--- BEGIN ---

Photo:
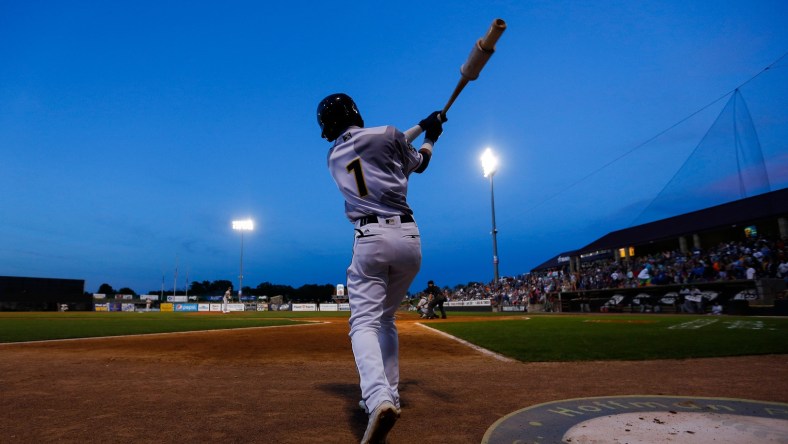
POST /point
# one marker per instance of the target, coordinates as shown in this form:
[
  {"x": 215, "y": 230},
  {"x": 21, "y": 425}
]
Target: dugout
[{"x": 43, "y": 294}]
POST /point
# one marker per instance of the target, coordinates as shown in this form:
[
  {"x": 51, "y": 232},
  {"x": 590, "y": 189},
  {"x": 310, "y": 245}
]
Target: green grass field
[
  {"x": 525, "y": 338},
  {"x": 38, "y": 326},
  {"x": 624, "y": 337}
]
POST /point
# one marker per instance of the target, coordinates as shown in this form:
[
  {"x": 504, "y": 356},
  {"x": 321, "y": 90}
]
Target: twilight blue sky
[{"x": 133, "y": 133}]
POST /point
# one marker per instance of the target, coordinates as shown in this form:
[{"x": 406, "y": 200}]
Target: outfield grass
[
  {"x": 37, "y": 326},
  {"x": 624, "y": 337},
  {"x": 525, "y": 338}
]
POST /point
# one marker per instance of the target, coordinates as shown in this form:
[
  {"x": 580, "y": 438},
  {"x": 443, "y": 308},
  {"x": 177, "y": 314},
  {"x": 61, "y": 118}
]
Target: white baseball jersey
[{"x": 371, "y": 167}]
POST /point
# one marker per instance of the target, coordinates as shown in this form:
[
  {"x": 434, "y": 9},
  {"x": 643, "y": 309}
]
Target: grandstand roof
[
  {"x": 744, "y": 211},
  {"x": 750, "y": 209}
]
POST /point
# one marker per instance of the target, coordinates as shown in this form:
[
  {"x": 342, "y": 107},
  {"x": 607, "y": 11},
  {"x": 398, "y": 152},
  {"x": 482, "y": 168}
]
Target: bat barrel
[
  {"x": 482, "y": 51},
  {"x": 497, "y": 28}
]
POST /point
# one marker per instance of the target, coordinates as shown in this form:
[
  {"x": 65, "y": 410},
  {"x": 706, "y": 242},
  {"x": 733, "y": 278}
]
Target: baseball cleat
[{"x": 380, "y": 423}]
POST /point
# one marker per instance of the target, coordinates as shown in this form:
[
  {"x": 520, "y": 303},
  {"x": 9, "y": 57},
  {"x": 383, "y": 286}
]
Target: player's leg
[
  {"x": 367, "y": 282},
  {"x": 405, "y": 247}
]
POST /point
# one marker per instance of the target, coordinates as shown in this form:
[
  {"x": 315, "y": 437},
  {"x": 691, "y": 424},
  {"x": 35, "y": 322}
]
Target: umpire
[{"x": 438, "y": 298}]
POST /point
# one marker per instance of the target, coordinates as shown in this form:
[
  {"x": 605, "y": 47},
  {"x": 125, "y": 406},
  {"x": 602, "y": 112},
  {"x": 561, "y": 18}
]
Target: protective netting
[{"x": 726, "y": 165}]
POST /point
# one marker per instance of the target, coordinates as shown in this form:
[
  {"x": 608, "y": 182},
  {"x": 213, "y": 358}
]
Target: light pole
[
  {"x": 242, "y": 225},
  {"x": 489, "y": 165}
]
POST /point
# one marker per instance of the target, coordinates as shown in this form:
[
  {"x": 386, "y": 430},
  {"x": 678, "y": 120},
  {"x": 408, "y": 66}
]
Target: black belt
[{"x": 404, "y": 218}]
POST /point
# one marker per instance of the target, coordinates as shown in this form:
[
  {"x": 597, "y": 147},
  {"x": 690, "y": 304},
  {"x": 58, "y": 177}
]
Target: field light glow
[
  {"x": 489, "y": 162},
  {"x": 247, "y": 224}
]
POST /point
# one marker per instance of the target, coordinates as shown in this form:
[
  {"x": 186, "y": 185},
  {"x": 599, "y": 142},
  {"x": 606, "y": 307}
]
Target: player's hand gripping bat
[{"x": 479, "y": 56}]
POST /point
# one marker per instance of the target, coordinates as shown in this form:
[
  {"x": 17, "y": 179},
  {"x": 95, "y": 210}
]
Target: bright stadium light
[
  {"x": 489, "y": 162},
  {"x": 242, "y": 225},
  {"x": 489, "y": 165}
]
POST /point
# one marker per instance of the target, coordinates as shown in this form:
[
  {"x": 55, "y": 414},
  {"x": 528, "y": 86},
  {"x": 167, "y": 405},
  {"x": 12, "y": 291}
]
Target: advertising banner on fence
[
  {"x": 235, "y": 307},
  {"x": 177, "y": 299},
  {"x": 473, "y": 303},
  {"x": 329, "y": 307},
  {"x": 185, "y": 307}
]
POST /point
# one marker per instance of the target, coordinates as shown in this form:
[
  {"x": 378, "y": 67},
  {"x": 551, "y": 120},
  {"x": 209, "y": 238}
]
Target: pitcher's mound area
[{"x": 644, "y": 419}]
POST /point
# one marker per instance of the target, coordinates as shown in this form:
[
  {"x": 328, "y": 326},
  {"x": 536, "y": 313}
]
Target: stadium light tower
[
  {"x": 242, "y": 225},
  {"x": 490, "y": 165}
]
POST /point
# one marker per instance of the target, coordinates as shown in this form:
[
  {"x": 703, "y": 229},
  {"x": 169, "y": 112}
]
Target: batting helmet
[{"x": 335, "y": 114}]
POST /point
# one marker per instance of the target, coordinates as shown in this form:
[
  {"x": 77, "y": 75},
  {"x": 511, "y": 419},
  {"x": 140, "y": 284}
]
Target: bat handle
[{"x": 460, "y": 85}]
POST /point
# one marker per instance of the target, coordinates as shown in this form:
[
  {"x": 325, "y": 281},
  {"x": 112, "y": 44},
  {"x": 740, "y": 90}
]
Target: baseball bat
[{"x": 478, "y": 57}]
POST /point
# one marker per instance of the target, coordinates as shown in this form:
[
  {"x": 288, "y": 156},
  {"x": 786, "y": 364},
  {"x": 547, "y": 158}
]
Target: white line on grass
[{"x": 468, "y": 344}]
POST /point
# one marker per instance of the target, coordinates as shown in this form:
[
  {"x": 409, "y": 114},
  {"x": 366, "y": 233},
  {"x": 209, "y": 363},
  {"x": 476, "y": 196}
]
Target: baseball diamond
[{"x": 298, "y": 384}]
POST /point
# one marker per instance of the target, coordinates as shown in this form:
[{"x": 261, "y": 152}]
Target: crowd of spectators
[{"x": 750, "y": 259}]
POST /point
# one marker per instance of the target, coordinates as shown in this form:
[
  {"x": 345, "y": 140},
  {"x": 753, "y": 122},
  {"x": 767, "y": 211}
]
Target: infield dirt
[{"x": 299, "y": 384}]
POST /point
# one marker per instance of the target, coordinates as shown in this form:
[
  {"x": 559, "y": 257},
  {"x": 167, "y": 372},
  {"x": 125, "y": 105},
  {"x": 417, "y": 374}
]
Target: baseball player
[{"x": 371, "y": 167}]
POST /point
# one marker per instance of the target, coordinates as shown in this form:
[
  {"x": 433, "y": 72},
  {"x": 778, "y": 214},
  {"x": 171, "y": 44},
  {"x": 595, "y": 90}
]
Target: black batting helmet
[{"x": 335, "y": 114}]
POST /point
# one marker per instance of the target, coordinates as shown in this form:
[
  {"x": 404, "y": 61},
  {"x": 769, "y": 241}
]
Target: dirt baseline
[{"x": 299, "y": 384}]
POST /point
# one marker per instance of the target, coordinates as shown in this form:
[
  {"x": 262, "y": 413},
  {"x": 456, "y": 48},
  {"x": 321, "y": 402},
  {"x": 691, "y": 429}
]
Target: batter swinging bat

--- END ---

| STATED PROBLEM |
Copy the material above exactly and drop the pictures.

| EXERCISE ANSWER |
Photo:
POST /point
# one marker per instance of the target, coordinates as shown in this form:
[
  {"x": 215, "y": 230},
  {"x": 21, "y": 425}
]
Target: dugout
[{"x": 43, "y": 294}]
POST /point
# one marker per instance of the target, coordinates as shown in this form:
[
  {"x": 51, "y": 232},
  {"x": 590, "y": 189},
  {"x": 310, "y": 245}
]
Target: green grass field
[
  {"x": 525, "y": 338},
  {"x": 38, "y": 326},
  {"x": 624, "y": 337}
]
POST /point
# one marker per instance of the target, coordinates as shown in this form:
[
  {"x": 504, "y": 356},
  {"x": 321, "y": 90}
]
Target: twilight blue sky
[{"x": 133, "y": 133}]
POST /point
# one marker per instance of the target, coordinates as shown in this form:
[{"x": 406, "y": 200}]
Target: outfield grass
[
  {"x": 37, "y": 326},
  {"x": 624, "y": 337},
  {"x": 525, "y": 338}
]
POST /point
# one marker per instance of the target, coordinates as shown in this form:
[
  {"x": 580, "y": 438},
  {"x": 443, "y": 308},
  {"x": 177, "y": 314},
  {"x": 61, "y": 118}
]
Target: white baseball jersey
[{"x": 371, "y": 167}]
POST /point
# one marker per instance of the target, coordinates as shown in this form:
[
  {"x": 434, "y": 9},
  {"x": 643, "y": 309}
]
Target: grandstand roof
[
  {"x": 744, "y": 211},
  {"x": 750, "y": 209}
]
POST /point
# one marker per instance of the target, coordinates as shown in this form:
[
  {"x": 342, "y": 107},
  {"x": 607, "y": 11},
  {"x": 398, "y": 152},
  {"x": 482, "y": 168}
]
Target: bat barrel
[
  {"x": 482, "y": 51},
  {"x": 497, "y": 28}
]
POST /point
# one marker per instance of the target, coordinates as shown in this form:
[
  {"x": 65, "y": 410},
  {"x": 706, "y": 242},
  {"x": 733, "y": 278}
]
Target: baseball cleat
[{"x": 380, "y": 423}]
POST /point
# one marker per instance of the target, coordinates as shown in this form:
[
  {"x": 520, "y": 303},
  {"x": 9, "y": 57},
  {"x": 383, "y": 286}
]
Target: player's leg
[
  {"x": 367, "y": 282},
  {"x": 405, "y": 247}
]
POST /point
# one marker per instance of the target, coordinates as shown in this form:
[
  {"x": 315, "y": 437},
  {"x": 691, "y": 424},
  {"x": 35, "y": 322}
]
Target: umpire
[{"x": 438, "y": 298}]
POST /point
# one marker per instance of the target, coordinates as shown in this form:
[
  {"x": 605, "y": 47},
  {"x": 125, "y": 406},
  {"x": 602, "y": 112},
  {"x": 561, "y": 18}
]
Target: protective netting
[{"x": 726, "y": 165}]
POST /point
# one marker per instance of the target, coordinates as shown in this form:
[
  {"x": 608, "y": 182},
  {"x": 213, "y": 358}
]
Target: light pole
[
  {"x": 242, "y": 225},
  {"x": 489, "y": 165}
]
POST /point
# one marker per instance of the target, coordinates as shown in this form:
[
  {"x": 386, "y": 430},
  {"x": 678, "y": 120},
  {"x": 408, "y": 66}
]
Target: black belt
[{"x": 404, "y": 218}]
POST /point
# one marker per instance of the target, coordinates as shown in this form:
[
  {"x": 597, "y": 147},
  {"x": 690, "y": 304},
  {"x": 58, "y": 177}
]
Target: field light glow
[
  {"x": 489, "y": 162},
  {"x": 247, "y": 224}
]
POST /point
# one marker per instance of the target, coordinates as shown in this form:
[
  {"x": 186, "y": 185},
  {"x": 599, "y": 142},
  {"x": 606, "y": 307}
]
Target: player's hand gripping bat
[{"x": 479, "y": 56}]
POST /point
# one marker per instance of the target, coordinates as shown in this form:
[
  {"x": 17, "y": 179},
  {"x": 95, "y": 210}
]
Target: bright stadium light
[
  {"x": 489, "y": 162},
  {"x": 242, "y": 225},
  {"x": 489, "y": 165}
]
POST /point
# one marker per instance of the target, coordinates as shown in this form:
[
  {"x": 55, "y": 414},
  {"x": 528, "y": 86},
  {"x": 167, "y": 405},
  {"x": 12, "y": 291}
]
Target: advertising banner on fence
[
  {"x": 235, "y": 307},
  {"x": 177, "y": 299},
  {"x": 473, "y": 303},
  {"x": 329, "y": 307},
  {"x": 185, "y": 307}
]
POST /point
# one marker per instance of the target, coordinates as shown in this form:
[
  {"x": 378, "y": 67},
  {"x": 551, "y": 120},
  {"x": 209, "y": 238}
]
Target: pitcher's mound area
[{"x": 644, "y": 419}]
POST /point
# one marker per instance of the target, coordinates as shown in this form:
[
  {"x": 328, "y": 326},
  {"x": 536, "y": 313}
]
Target: stadium light tower
[
  {"x": 242, "y": 225},
  {"x": 490, "y": 165}
]
POST /point
# one marker per instance of the target, coordinates as shown in this form:
[
  {"x": 703, "y": 229},
  {"x": 169, "y": 112}
]
Target: batting helmet
[{"x": 335, "y": 114}]
POST /point
# one marker per instance of the target, coordinates as shown in this form:
[
  {"x": 77, "y": 75},
  {"x": 511, "y": 419},
  {"x": 140, "y": 284}
]
Target: bat handle
[{"x": 460, "y": 85}]
POST /point
# one marker per instance of the target, coordinates as shown in this form:
[
  {"x": 325, "y": 281},
  {"x": 112, "y": 44},
  {"x": 740, "y": 90}
]
Target: baseball bat
[{"x": 478, "y": 57}]
POST /point
# one marker per instance of the target, coordinates as shown in this form:
[
  {"x": 288, "y": 156},
  {"x": 786, "y": 364},
  {"x": 547, "y": 158}
]
Target: white line on grass
[{"x": 468, "y": 344}]
POST /point
# one marker per instance of the target, coordinates as shown in this form:
[
  {"x": 409, "y": 114},
  {"x": 366, "y": 233},
  {"x": 209, "y": 363},
  {"x": 476, "y": 196}
]
Target: baseball diamond
[{"x": 298, "y": 384}]
POST /point
# one marker per instance of the target, coordinates as shown in this form:
[{"x": 261, "y": 152}]
Target: crowd of spectators
[{"x": 750, "y": 259}]
POST /point
# one marker per instance of the target, coordinates as shown in this form:
[
  {"x": 345, "y": 140},
  {"x": 753, "y": 122},
  {"x": 767, "y": 211}
]
Target: infield dirt
[{"x": 299, "y": 384}]
POST /point
# one marker per instance of the target, coordinates as shown in this form:
[
  {"x": 559, "y": 257},
  {"x": 167, "y": 372},
  {"x": 125, "y": 105},
  {"x": 417, "y": 374}
]
Target: baseball player
[{"x": 371, "y": 167}]
POST /point
# one marker per instance of the target, coordinates as shown in this form:
[
  {"x": 433, "y": 72},
  {"x": 778, "y": 214},
  {"x": 171, "y": 44},
  {"x": 595, "y": 90}
]
Target: black batting helmet
[{"x": 335, "y": 114}]
POST /point
# one marker per instance of the target, coordinates as shown in this form:
[
  {"x": 404, "y": 61},
  {"x": 769, "y": 241}
]
Target: dirt baseline
[{"x": 299, "y": 384}]
POST /point
# one marker per instance of the target, coordinates as shown in this form:
[
  {"x": 262, "y": 413},
  {"x": 456, "y": 48},
  {"x": 321, "y": 402},
  {"x": 691, "y": 429}
]
Target: batter swinging bat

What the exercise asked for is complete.